Given entries
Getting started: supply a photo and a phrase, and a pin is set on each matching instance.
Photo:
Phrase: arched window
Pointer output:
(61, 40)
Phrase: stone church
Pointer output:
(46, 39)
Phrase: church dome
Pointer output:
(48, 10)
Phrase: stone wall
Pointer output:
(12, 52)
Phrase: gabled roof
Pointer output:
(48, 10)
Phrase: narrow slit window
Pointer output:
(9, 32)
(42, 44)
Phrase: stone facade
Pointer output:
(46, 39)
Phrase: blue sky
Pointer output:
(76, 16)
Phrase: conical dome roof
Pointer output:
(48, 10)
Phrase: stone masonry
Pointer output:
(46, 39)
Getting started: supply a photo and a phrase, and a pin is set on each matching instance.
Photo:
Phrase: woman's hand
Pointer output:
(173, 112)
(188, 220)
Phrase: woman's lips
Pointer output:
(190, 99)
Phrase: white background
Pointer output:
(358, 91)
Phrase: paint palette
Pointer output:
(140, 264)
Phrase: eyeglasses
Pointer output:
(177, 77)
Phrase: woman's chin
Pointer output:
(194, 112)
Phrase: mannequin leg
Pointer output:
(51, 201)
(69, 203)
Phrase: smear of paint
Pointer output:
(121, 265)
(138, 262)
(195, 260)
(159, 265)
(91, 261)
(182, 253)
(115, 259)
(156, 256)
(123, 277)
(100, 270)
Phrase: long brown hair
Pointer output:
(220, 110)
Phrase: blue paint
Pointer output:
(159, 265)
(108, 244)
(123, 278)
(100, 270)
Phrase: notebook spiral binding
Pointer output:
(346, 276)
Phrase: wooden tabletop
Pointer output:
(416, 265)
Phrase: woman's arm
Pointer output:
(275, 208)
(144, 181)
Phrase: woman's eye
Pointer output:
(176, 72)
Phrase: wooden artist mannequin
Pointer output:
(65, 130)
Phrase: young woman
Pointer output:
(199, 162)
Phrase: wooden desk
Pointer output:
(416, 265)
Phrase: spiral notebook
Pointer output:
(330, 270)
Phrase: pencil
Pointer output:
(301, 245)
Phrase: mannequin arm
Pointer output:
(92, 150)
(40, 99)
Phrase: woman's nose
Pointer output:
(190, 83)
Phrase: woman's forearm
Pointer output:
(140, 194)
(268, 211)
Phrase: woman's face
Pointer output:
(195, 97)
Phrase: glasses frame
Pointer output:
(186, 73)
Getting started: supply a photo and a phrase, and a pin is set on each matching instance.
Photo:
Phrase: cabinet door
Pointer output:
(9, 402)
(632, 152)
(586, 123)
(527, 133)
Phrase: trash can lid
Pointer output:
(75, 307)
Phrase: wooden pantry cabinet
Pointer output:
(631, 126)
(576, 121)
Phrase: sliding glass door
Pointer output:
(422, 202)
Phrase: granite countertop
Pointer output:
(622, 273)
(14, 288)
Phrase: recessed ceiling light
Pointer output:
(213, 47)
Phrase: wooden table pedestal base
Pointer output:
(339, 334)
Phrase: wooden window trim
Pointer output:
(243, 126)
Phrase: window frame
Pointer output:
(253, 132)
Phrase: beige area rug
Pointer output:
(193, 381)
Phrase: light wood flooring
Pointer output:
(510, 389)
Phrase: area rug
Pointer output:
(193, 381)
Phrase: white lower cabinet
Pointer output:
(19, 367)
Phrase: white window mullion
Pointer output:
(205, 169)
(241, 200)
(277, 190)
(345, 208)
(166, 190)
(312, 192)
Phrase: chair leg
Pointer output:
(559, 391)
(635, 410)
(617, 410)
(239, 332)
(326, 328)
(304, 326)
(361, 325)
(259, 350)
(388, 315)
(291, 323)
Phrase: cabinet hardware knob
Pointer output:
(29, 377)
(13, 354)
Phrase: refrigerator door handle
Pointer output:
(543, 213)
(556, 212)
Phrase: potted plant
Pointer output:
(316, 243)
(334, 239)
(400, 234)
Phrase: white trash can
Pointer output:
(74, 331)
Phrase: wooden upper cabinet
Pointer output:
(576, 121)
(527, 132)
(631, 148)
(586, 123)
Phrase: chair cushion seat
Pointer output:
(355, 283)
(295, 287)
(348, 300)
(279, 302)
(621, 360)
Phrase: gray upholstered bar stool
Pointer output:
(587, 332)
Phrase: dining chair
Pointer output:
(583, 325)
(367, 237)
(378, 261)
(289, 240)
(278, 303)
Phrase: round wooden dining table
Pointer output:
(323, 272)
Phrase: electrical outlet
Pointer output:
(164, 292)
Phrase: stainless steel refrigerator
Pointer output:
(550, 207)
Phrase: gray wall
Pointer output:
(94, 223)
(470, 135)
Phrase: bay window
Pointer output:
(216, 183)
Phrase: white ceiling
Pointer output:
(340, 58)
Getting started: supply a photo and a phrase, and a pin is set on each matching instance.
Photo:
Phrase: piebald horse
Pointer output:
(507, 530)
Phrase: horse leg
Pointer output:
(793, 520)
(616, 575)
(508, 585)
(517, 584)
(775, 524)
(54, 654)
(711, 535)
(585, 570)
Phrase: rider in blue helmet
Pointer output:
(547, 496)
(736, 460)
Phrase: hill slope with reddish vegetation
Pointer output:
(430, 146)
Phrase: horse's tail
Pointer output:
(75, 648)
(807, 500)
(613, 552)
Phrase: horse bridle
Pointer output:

Task brief
Go through the material above, and wherever a line contains the string "frame", return it.

Task result
Phrase: glasses frame
Phrase: window frame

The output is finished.